→ **ESTRATTO DEL DOCUMENTO**
--------
Condanna definitiva per Djalali: sarà giustiziato
Notizie drammatiche dall’Iran dove il ricercatore, novarese d’adozione, è detenuto.
Dall’Iran arriva la drammatica notizia che il ricercatore Ahmad Reza Djalali, già cittadino onorario di Novara, verrà certamente giustiziato dalle autorità della Repubblica Islamica. Del suo caso si è occupato anche il Consiglio regionale del Piemonte che, nelle scorse settimane, ha partecipato a un sit-in silenzioso nel cortile di Palazzo Lascaris per chiedere la sospensione dell’esecuzione in un primo momento fissata per il 21 maggio. Un’analoga iniziativa era stata organizzata dal Comune di Novara.
“Sentenza inumana”
“Non possiamo arrenderci a questa sentenza inumana e senza appello - commentano i leghisti di Novara Riccardo Lanzo, Federico Perugini e Letizia Nicotra - arrivata al termine di una vicenda processuale che ha sollevato l’indignazione della comunità internazionale. Durante il sit-in del 10 maggio abbiamo esposto in silenzio i cartelli “#saveahmad” nella speranza che le autorità iraniane potessero ancora rivedere il loro verdetto. Idealmente avevamo voluto far sentire la sorda indignazione di tutto il Piemonte: non dimentichiamo che Ahmad Reza Djalali è cittadino onorario di Novara dal 2019, città dove ha operato come ricercatore universitario, e quindi è piemontese d’adozione. Di fronte alla definitiva decisione del tribunale di Teheran la nostra unica speranza è che la diplomazia italiana possa ancora intervenire presso il governo dell’Iran per scongiurare la sua impiccagione”.
--------
→ **DATI FORNITI**
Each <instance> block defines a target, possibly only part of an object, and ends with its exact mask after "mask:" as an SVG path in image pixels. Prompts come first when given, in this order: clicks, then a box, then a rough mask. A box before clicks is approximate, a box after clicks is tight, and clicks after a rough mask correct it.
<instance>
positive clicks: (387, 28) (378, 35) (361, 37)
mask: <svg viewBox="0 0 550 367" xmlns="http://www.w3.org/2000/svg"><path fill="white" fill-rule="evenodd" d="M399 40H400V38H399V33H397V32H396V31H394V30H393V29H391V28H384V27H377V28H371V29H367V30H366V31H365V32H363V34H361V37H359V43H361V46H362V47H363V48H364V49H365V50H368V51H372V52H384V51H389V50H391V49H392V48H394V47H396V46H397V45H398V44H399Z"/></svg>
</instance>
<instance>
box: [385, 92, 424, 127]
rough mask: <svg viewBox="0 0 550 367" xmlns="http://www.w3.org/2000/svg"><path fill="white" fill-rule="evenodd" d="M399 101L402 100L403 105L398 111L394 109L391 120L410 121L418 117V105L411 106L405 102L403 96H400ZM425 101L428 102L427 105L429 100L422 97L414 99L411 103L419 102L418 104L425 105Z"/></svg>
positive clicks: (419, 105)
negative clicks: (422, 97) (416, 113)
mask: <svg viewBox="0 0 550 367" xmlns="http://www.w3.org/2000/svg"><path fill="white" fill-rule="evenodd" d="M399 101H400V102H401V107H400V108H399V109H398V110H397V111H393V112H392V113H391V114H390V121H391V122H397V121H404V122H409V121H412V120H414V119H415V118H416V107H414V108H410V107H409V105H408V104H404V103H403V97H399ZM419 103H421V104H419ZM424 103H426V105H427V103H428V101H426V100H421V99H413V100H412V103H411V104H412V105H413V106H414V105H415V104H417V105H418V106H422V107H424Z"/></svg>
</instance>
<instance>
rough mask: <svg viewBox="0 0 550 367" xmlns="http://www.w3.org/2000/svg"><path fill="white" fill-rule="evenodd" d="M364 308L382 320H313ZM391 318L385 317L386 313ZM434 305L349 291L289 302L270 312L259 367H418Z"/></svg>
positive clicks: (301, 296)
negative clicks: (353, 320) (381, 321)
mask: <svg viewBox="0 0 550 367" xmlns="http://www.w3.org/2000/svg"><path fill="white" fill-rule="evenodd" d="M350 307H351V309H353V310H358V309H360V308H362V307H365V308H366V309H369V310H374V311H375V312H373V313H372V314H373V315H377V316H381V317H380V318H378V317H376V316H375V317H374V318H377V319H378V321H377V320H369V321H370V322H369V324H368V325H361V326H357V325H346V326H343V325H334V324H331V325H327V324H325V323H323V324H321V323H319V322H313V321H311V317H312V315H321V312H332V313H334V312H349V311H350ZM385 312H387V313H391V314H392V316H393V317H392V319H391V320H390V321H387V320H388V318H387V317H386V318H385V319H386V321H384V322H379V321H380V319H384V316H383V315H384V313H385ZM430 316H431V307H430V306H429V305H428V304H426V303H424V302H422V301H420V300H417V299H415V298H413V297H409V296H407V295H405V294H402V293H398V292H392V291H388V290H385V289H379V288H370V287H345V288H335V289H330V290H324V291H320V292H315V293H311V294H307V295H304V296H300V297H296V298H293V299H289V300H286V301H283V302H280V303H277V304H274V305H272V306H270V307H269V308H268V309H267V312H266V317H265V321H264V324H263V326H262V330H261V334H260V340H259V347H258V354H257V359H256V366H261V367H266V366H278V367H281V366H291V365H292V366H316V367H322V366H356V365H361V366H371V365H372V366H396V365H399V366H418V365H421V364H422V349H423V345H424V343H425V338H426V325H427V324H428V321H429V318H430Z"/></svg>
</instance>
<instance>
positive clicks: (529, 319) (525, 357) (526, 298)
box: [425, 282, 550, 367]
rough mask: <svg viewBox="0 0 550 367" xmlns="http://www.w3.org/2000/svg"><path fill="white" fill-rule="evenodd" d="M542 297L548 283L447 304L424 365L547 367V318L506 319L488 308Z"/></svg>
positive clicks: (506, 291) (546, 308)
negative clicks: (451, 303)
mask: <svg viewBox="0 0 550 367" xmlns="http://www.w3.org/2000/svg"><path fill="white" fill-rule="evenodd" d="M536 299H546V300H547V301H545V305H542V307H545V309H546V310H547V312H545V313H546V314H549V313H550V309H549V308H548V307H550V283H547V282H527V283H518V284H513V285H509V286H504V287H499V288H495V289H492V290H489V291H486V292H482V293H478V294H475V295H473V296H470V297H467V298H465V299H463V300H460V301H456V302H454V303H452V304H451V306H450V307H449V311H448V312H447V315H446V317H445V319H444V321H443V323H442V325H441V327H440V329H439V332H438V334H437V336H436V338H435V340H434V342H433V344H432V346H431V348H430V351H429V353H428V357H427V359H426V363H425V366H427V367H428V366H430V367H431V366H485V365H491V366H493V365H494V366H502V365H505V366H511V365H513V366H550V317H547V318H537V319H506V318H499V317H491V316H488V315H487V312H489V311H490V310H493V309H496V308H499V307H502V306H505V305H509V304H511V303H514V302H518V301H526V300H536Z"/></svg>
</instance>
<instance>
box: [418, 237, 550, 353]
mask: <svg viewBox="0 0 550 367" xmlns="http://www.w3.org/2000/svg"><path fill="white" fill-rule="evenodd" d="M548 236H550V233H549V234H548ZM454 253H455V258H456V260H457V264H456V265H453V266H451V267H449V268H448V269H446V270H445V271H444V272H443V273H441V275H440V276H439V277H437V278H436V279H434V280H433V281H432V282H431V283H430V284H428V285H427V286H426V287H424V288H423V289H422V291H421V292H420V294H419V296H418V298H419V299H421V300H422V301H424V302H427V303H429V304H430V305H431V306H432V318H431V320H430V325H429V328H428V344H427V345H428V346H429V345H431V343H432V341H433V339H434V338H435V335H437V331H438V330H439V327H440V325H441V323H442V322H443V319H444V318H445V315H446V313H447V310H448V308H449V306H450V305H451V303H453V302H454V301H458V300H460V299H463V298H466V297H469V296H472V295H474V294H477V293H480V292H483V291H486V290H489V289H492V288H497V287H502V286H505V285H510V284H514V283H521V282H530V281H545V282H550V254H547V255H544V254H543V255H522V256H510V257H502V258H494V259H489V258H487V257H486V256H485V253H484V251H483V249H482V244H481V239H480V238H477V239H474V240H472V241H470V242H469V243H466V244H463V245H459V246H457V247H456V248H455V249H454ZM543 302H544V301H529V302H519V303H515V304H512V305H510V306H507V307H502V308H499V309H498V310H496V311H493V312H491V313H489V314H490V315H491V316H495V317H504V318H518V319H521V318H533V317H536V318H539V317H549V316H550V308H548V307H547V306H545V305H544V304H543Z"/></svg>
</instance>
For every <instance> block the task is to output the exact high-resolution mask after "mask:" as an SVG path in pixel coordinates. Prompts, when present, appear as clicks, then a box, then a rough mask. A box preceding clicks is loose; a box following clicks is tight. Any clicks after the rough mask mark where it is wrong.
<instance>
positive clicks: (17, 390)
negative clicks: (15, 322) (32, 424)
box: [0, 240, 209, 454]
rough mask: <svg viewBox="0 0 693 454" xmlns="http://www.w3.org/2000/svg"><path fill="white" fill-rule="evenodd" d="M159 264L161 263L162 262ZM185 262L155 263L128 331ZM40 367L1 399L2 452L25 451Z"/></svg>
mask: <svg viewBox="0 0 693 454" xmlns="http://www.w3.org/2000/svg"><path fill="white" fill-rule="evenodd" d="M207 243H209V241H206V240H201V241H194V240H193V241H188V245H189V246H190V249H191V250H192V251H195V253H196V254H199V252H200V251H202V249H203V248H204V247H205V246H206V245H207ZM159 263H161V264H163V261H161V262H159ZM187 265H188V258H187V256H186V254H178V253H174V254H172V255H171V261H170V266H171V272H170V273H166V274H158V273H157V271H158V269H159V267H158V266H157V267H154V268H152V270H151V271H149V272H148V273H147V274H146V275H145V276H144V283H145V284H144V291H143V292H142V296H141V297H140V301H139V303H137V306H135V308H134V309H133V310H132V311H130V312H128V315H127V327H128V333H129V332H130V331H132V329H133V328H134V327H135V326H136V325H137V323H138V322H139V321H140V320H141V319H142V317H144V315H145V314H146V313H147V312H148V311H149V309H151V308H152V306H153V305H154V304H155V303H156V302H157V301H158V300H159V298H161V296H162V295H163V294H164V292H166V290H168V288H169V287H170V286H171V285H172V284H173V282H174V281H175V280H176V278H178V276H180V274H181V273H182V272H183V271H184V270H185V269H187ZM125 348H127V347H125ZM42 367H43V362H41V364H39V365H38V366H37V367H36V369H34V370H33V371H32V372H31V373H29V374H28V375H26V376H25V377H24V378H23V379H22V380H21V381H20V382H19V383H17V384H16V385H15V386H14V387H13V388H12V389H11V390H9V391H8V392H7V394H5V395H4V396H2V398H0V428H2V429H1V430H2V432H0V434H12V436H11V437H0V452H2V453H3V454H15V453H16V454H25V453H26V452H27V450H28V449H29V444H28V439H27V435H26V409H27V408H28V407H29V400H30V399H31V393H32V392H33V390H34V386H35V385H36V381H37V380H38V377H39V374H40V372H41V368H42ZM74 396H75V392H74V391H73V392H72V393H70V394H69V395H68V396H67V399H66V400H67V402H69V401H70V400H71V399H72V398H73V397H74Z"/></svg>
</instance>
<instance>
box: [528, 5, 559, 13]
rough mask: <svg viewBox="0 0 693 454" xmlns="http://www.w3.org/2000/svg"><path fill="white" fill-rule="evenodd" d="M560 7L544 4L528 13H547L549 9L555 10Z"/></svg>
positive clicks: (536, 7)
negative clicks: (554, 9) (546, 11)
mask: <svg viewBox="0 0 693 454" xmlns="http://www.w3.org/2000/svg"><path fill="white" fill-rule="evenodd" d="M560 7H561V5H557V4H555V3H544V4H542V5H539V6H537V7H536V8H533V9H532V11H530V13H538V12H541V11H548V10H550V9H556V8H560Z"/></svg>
--------
→ **DOMANDE SUL MATERIALE**
A - Rispondi alle domande sull'articolo su Djalali.
(i) Per quale giorno era stata fissata in un primo momento l'esecuzione?
(ii) Da quale anno Ahmad Reza Djalali è cittadino onorario di Novara?
(iii) Dove si è svolto il sit-in silenzioso a cui ha partecipato il Consiglio regionale del Piemonte?
B - Elenca i nomi dei leghisti di Novara citati nell'articolo su Djalali come autori del commento.
C - Prosegui l'articolo su Djalali a partire dal punto in cui si interrompe.

→ **RISPOSTE FORNITE**
A -
(i) Il 21 maggio.
(ii) Dal 2019.
(iii) Nel cortile di Palazzo Lascaris.

B - Riccardo Lanzo, Federico Perugini, Letizia Nicotra

C -
“Ahmad è stato un collega dell’Università del Piemonte Orientale - aggiunge il neuro radiologo e leghista di Vercelli Alessandro Stecco - dove era uno stimato ricercatore presso il Crimedim, il centro interdipartimentale di Medicina dei disastri. E’ un uomo di scienza, un uomo di cultura, un uomo di sapere: capisaldi indissolubili di civiltà contro i quali oggi si scontra la barbarie della pena capitale. Un atto inumano che, come medico e come politico, non posso che ripudiare nel modo più assoluto. Nella speranza che ci sia ancora spazio perché la diplomazia possa salvare la vita di Ahmad”.
Così Domenico Rossi
”Una notizia che non avremmo mai voluto leggere e che apprendiamo con profondo dispiacere. Purtroppo le azioni messe in campo fino ad ora ad ogni livello istituzionale non hanno ancoraavuto esito positivo, ma non è questo il momento di arrenderci.
L’esecuzione era stata fissata entro il 21 maggio, ma Ahmad è ancora vivo ed è nostro dovere non rassegnarci ad una sentenza assurda e tenere aperta ogni opzione per salvarlo e riportarlo dalla sua famiglia”.